_Work to complete_: Reproduce the data below, substituting "Object" for every "Target" and keeping everything else the same.

Records from a point-labeling set
● ● ● ● ● ● ●

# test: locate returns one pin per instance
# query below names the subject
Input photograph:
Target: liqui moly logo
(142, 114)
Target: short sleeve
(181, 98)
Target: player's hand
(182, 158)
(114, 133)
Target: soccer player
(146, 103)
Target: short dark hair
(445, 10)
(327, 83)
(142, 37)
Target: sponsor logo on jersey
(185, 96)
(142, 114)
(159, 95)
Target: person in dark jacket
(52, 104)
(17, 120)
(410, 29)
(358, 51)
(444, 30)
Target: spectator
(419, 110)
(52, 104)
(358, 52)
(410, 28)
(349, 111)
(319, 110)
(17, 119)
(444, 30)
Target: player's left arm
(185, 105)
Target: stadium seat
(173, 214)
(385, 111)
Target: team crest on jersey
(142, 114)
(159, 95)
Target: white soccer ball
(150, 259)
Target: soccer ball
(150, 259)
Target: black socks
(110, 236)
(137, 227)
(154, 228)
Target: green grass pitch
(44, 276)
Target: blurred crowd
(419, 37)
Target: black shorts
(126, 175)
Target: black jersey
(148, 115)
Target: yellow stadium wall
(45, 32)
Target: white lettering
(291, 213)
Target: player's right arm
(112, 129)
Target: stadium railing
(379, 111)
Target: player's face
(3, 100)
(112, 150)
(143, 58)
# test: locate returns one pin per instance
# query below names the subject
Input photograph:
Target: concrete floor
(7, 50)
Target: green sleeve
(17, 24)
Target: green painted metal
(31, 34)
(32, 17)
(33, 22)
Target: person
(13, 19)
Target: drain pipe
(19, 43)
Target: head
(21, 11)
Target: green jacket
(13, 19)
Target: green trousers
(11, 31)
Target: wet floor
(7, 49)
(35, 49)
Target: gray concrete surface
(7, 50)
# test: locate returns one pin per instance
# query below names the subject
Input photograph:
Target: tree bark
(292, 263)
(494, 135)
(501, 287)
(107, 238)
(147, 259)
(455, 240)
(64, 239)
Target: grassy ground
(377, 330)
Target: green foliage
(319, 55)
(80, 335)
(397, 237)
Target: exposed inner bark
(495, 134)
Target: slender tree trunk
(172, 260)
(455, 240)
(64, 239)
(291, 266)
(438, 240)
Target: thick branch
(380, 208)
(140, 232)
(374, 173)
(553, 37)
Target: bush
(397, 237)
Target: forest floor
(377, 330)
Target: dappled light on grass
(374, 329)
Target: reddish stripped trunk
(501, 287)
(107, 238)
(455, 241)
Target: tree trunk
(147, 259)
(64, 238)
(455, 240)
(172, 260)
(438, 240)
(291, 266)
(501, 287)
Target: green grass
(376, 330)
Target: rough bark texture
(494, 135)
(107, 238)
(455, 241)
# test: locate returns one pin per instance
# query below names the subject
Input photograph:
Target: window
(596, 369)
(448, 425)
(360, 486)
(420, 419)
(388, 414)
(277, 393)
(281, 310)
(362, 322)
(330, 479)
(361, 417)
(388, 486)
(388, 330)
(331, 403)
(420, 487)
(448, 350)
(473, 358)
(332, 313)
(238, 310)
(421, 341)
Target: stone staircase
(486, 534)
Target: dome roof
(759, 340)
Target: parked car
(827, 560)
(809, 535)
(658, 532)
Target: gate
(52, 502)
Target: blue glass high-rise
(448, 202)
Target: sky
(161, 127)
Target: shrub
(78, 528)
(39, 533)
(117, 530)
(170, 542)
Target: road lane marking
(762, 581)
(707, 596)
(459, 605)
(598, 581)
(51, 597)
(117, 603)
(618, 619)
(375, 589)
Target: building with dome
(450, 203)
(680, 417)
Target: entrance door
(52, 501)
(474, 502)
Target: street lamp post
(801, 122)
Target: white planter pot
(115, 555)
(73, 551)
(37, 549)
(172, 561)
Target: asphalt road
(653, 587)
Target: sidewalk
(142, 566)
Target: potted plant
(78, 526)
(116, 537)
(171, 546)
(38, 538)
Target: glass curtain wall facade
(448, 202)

● ● ● ● ● ● ●

_Written solution_:
# test: locate returns one pin per instance
# query below names the subject
Input photograph:
Object: liqui moly logo
(142, 114)
Object: short sleeve
(181, 98)
Object: player's hand
(182, 158)
(114, 133)
Object: soccer player
(146, 103)
Object: short dark hair
(445, 10)
(327, 83)
(142, 37)
Object: sponsor logo on jersey
(185, 96)
(142, 114)
(159, 95)
Object: person in dark jacket
(52, 104)
(17, 120)
(410, 29)
(358, 51)
(444, 30)
Object: spectator
(419, 110)
(52, 104)
(358, 52)
(410, 28)
(349, 111)
(319, 110)
(17, 119)
(444, 30)
Object: player's left arm
(185, 105)
Object: stadium seat
(173, 214)
(385, 111)
Object: team crest on jersey
(142, 114)
(159, 95)
Object: white soccer ball
(150, 259)
Object: soccer ball
(150, 259)
Object: black socks
(110, 236)
(137, 227)
(154, 228)
Object: green grass pitch
(44, 276)
Object: blurred crowd
(419, 37)
Object: black shorts
(126, 175)
Object: black jersey
(148, 115)
Object: yellow stadium wall
(45, 32)
Object: white lettering
(291, 213)
Object: player's right arm
(112, 129)
Object: stadium railing
(379, 111)
Object: player's face
(3, 100)
(112, 150)
(143, 58)
# test: locate returns one pin per instance
# query below names the subject
Input photograph:
Object: concrete floor
(7, 50)
Object: green sleeve
(17, 24)
Object: green painted metal
(31, 34)
(32, 17)
(33, 22)
Object: person
(13, 19)
Object: drain pipe
(19, 43)
Object: head
(21, 11)
Object: green jacket
(13, 19)
Object: green trousers
(11, 31)
Object: wet floor
(7, 49)
(35, 49)
Object: gray concrete surface
(7, 50)
# test: locate returns one pin per instance
# query below names the subject
Input photograph:
Object: tree bark
(292, 263)
(494, 135)
(501, 287)
(107, 238)
(147, 259)
(455, 240)
(64, 239)
Object: grassy ground
(377, 330)
Object: green foliage
(319, 55)
(80, 335)
(397, 237)
Object: exposed inner bark
(495, 134)
Object: slender tree trunk
(172, 260)
(455, 240)
(64, 239)
(291, 266)
(438, 240)
Object: thick branch
(380, 208)
(140, 232)
(374, 173)
(553, 37)
Object: bush
(397, 237)
Object: forest floor
(377, 330)
Object: dappled light on grass
(374, 329)
Object: reddish stripped trunk
(501, 287)
(107, 238)
(455, 241)
Object: tree trunk
(147, 259)
(64, 238)
(455, 240)
(172, 260)
(438, 240)
(291, 266)
(501, 287)
Object: green grass
(376, 330)
Object: rough bark texture
(494, 135)
(107, 238)
(455, 241)
# test: locate returns one pin per instance
# query below names the subject
Input photograph:
Object: window
(596, 369)
(448, 425)
(360, 486)
(420, 419)
(388, 414)
(277, 393)
(281, 310)
(362, 322)
(330, 479)
(361, 417)
(388, 486)
(388, 330)
(331, 403)
(420, 487)
(448, 350)
(473, 358)
(332, 313)
(238, 310)
(421, 341)
Object: stone staircase
(486, 534)
Object: dome roof
(759, 340)
Object: parked car
(827, 560)
(809, 535)
(658, 532)
Object: gate
(52, 502)
Object: blue glass high-rise
(448, 202)
Object: sky
(161, 127)
Object: shrub
(78, 528)
(39, 533)
(117, 530)
(170, 542)
Object: road lane marking
(762, 581)
(707, 596)
(459, 605)
(598, 581)
(51, 597)
(117, 603)
(618, 619)
(375, 589)
Object: building with dome
(450, 203)
(680, 417)
Object: entrance door
(52, 501)
(474, 502)
Object: street lamp post
(801, 122)
Object: white planter pot
(115, 555)
(73, 551)
(37, 549)
(172, 561)
Object: asphalt road
(653, 587)
Object: sidewalk
(142, 566)
Object: potted plant
(78, 526)
(116, 537)
(171, 546)
(38, 538)
Object: glass curtain wall facade
(448, 202)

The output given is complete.